* [GOAL]
How many of the lines below contain the string "hummingbird"? Reply with the number alone.

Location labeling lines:
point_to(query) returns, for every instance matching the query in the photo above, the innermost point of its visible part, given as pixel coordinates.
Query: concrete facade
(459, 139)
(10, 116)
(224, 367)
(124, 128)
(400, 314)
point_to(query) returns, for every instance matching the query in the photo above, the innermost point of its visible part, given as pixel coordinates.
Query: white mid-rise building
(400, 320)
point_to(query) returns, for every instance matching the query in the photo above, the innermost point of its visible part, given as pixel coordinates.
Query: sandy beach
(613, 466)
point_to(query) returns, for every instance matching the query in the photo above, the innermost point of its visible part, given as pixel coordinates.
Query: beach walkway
--
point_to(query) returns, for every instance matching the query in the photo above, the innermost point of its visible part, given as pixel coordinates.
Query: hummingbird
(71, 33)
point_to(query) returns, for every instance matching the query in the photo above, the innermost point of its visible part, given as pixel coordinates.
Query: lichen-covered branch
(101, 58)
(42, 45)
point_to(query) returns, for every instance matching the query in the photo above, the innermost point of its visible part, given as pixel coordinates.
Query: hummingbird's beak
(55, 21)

* [RESPONSE BELOW]
2